■ **Document passage**
------------------------------------------------------------------------

Job skills critical as California faces employment slowdown

An illustration of training options. (Image: Alexander Supertramp, Shutterstock)

I believe Californians would be wise to develop new job skills before the economy slows further and competition for jobs becomes more acute.

On Friday, July 22, the California Economic Development Department (EDD) released the state’s monthly employment figures. The news release trumpeted a 4.2% unemployment rate. California has now regained 93.6 percent (2,582,900) of the 2,758,900 nonfarm jobs lost during March and April of 2020 due to the COVID-19 pandemic. June 2022 also marked the ninth consecutive month-over-month gain for nonfarm jobs, with 561,300 such jobs gained over that period. A cursory read of the news release suggests that the job market in California is healthy and holding up.

It would seem a job market reckoning may be upon us. If we are smart (and I think we are), Californians should be ready.

Hidden behind the headline are some facts suggesting the state is headed toward a recession-like slowdown in the economy and job market.

First, job growth was not evenly distributed across the state  — roughly 74% of the June job growth was in the Bay Area and Los Angeles unemployment increased by 7,000 claims.

Second, the revised unemployment rate in the state’s most populous city, Los Angeles, was 5.3%, more than a full percentage point above the state average.  Los Angeles County is ranked 47th among California’s 58 counties in unemployment (upstate rival San Francisco came in at No. 2).

------------------------------------------------------------------------

Stored data entries
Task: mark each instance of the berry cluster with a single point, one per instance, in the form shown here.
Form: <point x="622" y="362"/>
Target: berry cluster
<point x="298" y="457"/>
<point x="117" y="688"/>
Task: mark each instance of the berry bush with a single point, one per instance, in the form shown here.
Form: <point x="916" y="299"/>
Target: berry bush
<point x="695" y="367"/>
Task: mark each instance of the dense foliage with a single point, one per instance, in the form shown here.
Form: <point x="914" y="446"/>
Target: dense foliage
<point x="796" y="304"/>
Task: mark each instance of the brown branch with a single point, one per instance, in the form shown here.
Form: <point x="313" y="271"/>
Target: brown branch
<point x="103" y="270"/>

------------------------------------------------------------------------

■ **Tasks to carry out**
1. Repeat a passage from the California employment article word for word, beginning at the words that include "Job skills critical" and stopping after "becomes more acute.".
2. In the California employment article, what reason is given for saying that job growth was not evenly distributed across the state? Answer in one to three sentences.
3. According to the California employment article, what share of the nonfarm jobs lost in March and April of 2020 has California regained?
These entries have no connection to the article on California employment.

■ **Outputs for the tasks**
1.
Job skills critical as California faces employment slowdown

An illustration of training options. (Image: Alexander Supertramp, Shutterstock)

I believe Californians would be wise to develop new job skills before the economy slows further and competition for jobs becomes more acute.

2. Job growth was not evenly spread because roughly 74% of the June job growth was in the Bay Area.

3. California has regained 93.6 percent (2,582,900) of the 2,758,900 nonfarm jobs lost.